_WHAT TO DO_
In the comment on the immigration bills, reproduce everything from "Wow, what an" down to "tolerance for violators.", substituting "clear message" for "strong message".

_TEXT_
★ ★ ★ ★

Both versions of this bill are bad for Mississippi. Having a provision to allow citizens to sue municipalities for being perceived as not enforcing this law or a provision that fines employers up to $25K a day for each employee found to be undocumented are both bad policies for Mississippi. Neither bill considers the detrimental impact on the families being torn apart nor do they consider the economic impact on Mississippi to enforce such legislation. Neither bill defines the term "reasonably believe," which is the catch phrase to allow an officer to request immigration papers. These two bills create an unjust law that will harm all of Mississippi. The result is racial profiling of Latinos, citizen and undocumented; families torn apart with children becoming wards of the state; loss of state income from payroll taxes; loss of businesses bankrupt by fines; increased taxes to pay for lawsuits against perceive non-compliance of the law by municipalities; and increased taxes to enforce an unjust law. The only winner here is the private prison industry that will gladly expand their facilities to serve as holding tanks for the arrested immigrants awaiting deportation on Mississippi taxpayer's dime. Developing an easy supply of "inmates" for a private industry is immoral and not the direction Mississippi nor this country should pursue. Mississippi would fare better economically if taxpayer's money instead went to ensuring that all of Mississippi's children are well educated and ably equipped to enter the labor force as workers, as business owners and employers, and as entrepreneurs.

Rev. Fred L Hammond

Wow, what an incentive not to hire illegal aliens. Look at it like zero tolerance. That should apply across the board throughout the state in some other areas of the law. If you don't send a strong message, violations will continue to occur. Discrimination will be next. ZERO tolerance for violators.

★ ★ ★ ★

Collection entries

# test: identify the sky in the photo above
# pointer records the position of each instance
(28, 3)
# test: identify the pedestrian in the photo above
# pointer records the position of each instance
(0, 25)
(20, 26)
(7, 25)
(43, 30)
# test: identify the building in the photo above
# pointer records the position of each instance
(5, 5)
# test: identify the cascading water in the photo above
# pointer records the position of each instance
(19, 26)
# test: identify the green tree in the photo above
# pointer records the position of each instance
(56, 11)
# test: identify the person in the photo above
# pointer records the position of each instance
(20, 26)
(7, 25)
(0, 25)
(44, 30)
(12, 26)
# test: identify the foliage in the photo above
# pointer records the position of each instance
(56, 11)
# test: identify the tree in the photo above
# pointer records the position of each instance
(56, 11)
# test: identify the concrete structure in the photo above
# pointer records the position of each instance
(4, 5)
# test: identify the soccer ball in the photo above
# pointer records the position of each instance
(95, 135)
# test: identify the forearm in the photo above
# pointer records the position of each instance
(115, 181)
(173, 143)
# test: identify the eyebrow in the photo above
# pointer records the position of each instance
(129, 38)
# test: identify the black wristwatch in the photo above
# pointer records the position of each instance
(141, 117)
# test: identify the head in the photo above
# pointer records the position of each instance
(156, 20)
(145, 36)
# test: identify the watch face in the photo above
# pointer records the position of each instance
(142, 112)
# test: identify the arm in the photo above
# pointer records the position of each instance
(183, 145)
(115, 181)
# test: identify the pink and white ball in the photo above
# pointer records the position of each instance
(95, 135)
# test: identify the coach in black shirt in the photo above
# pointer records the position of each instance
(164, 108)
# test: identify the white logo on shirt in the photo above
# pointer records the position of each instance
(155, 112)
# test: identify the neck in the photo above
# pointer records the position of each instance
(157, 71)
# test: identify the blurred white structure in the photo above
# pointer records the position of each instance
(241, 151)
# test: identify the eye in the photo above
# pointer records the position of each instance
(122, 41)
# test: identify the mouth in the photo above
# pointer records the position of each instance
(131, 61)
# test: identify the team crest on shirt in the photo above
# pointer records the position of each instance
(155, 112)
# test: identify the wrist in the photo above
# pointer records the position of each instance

★ ★ ★ ★

_SOLUTION TO THIS EXERCISE_
Wow, what an incentive not to hire illegal aliens. Look at it like zero tolerance. That should apply across the board throughout the state in some other areas of the law. If you don't send a clear message, violations will continue to occur. Discrimination will be next. ZERO tolerance for violators.